■ **Brief**
How many lines in the rows below contain the string "photo", with case counting? Reply with the number alone.
[Begin Raw records]
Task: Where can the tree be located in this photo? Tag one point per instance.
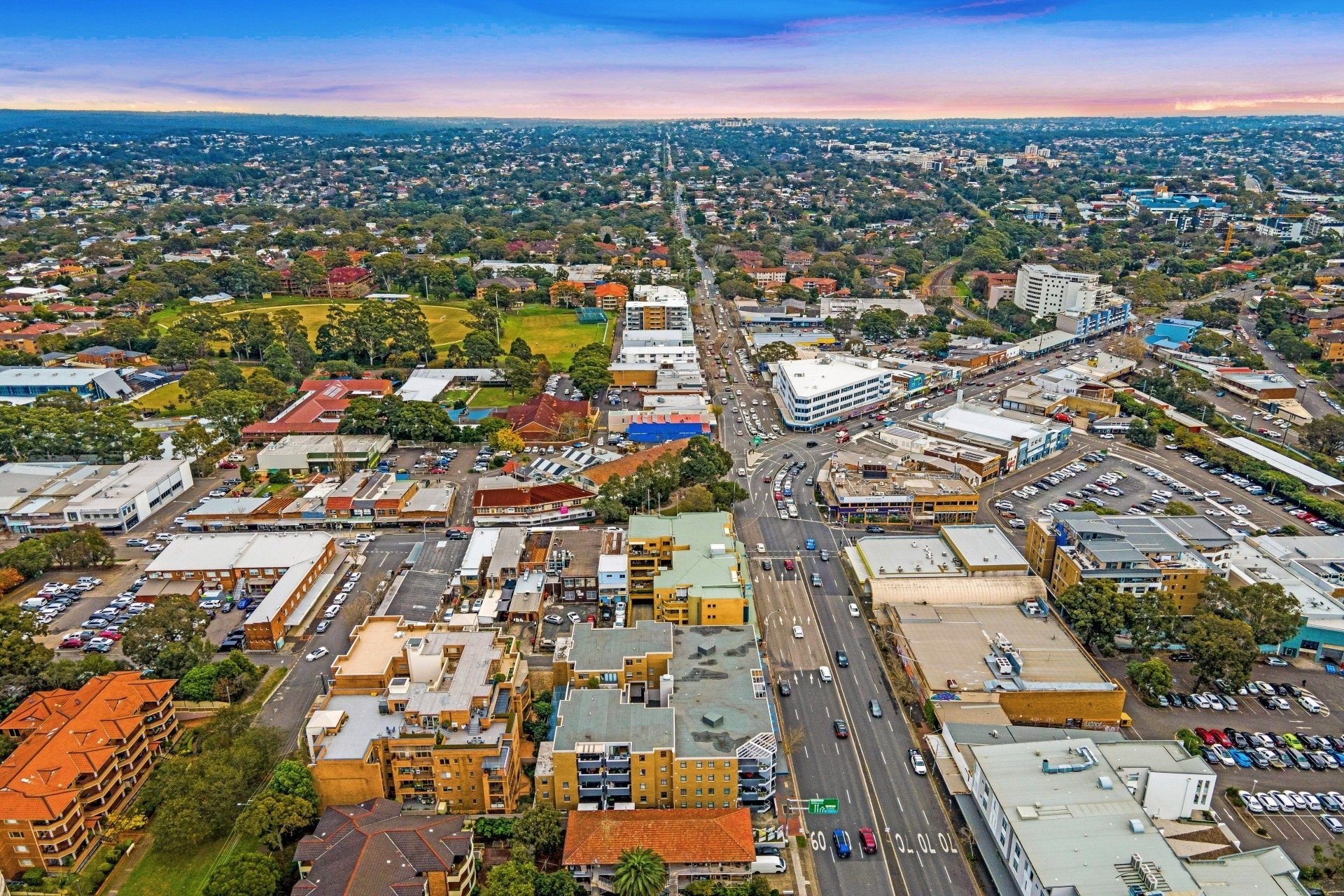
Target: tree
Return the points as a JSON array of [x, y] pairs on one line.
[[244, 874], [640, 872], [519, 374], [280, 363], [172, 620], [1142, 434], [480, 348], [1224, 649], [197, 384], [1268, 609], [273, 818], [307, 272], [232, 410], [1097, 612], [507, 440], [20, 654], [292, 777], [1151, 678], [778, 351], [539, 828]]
[End Raw records]
[Begin Raw records]
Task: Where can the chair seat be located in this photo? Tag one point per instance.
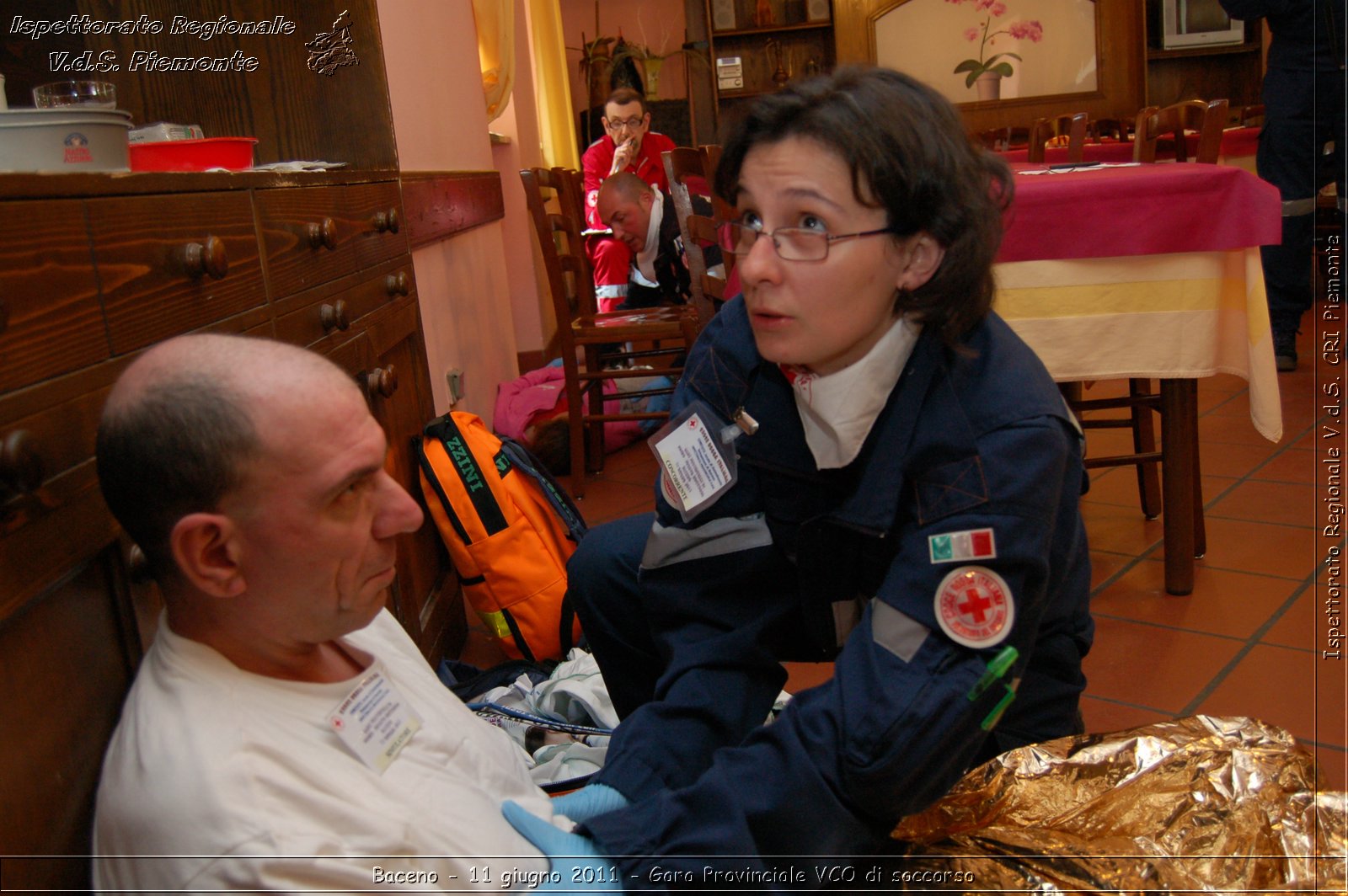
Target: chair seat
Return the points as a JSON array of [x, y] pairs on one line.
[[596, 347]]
[End Raw records]
■ **Task solution**
2